## WORK REQUIRED
Exactly reproduce each line of the listing that follows.

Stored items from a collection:
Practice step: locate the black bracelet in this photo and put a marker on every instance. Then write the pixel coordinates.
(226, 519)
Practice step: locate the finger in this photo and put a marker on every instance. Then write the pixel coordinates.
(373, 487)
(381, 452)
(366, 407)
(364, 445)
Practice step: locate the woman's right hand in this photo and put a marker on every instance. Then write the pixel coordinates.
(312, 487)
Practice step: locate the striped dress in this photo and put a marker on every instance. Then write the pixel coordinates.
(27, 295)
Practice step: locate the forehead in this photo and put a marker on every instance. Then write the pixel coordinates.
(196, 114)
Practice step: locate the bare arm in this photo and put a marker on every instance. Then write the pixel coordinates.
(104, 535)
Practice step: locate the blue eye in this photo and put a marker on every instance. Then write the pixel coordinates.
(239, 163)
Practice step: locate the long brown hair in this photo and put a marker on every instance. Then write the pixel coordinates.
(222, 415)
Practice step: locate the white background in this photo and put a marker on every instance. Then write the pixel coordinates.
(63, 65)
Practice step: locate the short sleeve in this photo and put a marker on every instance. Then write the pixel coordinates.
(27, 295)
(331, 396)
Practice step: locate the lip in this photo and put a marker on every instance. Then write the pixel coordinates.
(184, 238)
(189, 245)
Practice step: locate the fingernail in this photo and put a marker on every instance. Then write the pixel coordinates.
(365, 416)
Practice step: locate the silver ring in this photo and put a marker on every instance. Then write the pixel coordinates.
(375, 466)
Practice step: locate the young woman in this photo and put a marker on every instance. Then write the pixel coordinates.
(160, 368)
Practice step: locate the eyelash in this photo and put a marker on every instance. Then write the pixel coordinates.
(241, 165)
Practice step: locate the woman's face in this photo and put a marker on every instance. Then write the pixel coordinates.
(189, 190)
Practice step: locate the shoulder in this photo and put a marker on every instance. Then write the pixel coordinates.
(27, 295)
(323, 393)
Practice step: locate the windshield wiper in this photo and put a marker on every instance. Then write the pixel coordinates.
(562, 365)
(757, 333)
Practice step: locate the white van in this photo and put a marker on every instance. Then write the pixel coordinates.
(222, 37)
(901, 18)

## SOLVED PROBLEM
Practice step: locate the black bracelet in this photo and put a marker on every instance. Then write the pixel coordinates.
(226, 519)
Practice step: locate the finger in this photo and put a marker on every instance. Then write the pixel coordinates.
(373, 487)
(381, 452)
(366, 407)
(364, 445)
Practice step: locate the woman's right hand in this photo and put a marker on every instance. Then write the pixel coordinates.
(312, 487)
Practice step: locate the striped dress in this photo and put a marker on every instance. Then write the pixel coordinates.
(27, 295)
Practice step: locate the forehead in this photo and put a marker on every instance. Then write the pixel coordinates.
(196, 114)
Practice step: locate the bare arm in this photo and put a marker on every instance. Then write the pixel coordinates.
(104, 535)
Practice step: locate the blue eye in this photo and put a marker on every instance. Then write the pixel coordinates.
(239, 163)
Practice step: locate the long brown hair in this photo and put a marker on every instance. Then write the pixel coordinates.
(222, 415)
Practice step: locate the white background in this photo and put a marker on every instance. Then write the pixel coordinates.
(63, 65)
Practice step: locate the short sleeve in this photo and put a marker on every instance. Then write the pixel coordinates.
(27, 295)
(331, 396)
Practice step: locate the lip in this photo and put a marker on every instance. Then write the pixel coordinates.
(184, 238)
(189, 245)
Practice step: locate the fingernail in this photo and put a marker on every instance. Then write the pixel coordinates.
(365, 416)
Practice step: locate the silver ring in this photo and put a marker on every instance. Then write the pixel coordinates.
(375, 466)
Practice step: locate the young woman in this photo and put a marker on every instance. Then write the pixel coordinates.
(160, 368)
Practice step: locate the eyelash in this photo and put a marker on every instance. Then write the pixel coordinates.
(241, 165)
Practice step: locate the woman's face in this photo and put a marker on every instance. Then write the pixel coordinates.
(189, 190)
Practice step: locate the shoulder in this photo and put a marker on every instance. Then write the pixel coordinates.
(27, 295)
(323, 393)
Practice step: locate the windshield wiper in this photo and put a marker on every instance. Then write the pixel coordinates.
(562, 365)
(757, 333)
Practice step: locate the white van in this photo and put a marker on every instance. Then write the pixel coordinates.
(222, 37)
(901, 18)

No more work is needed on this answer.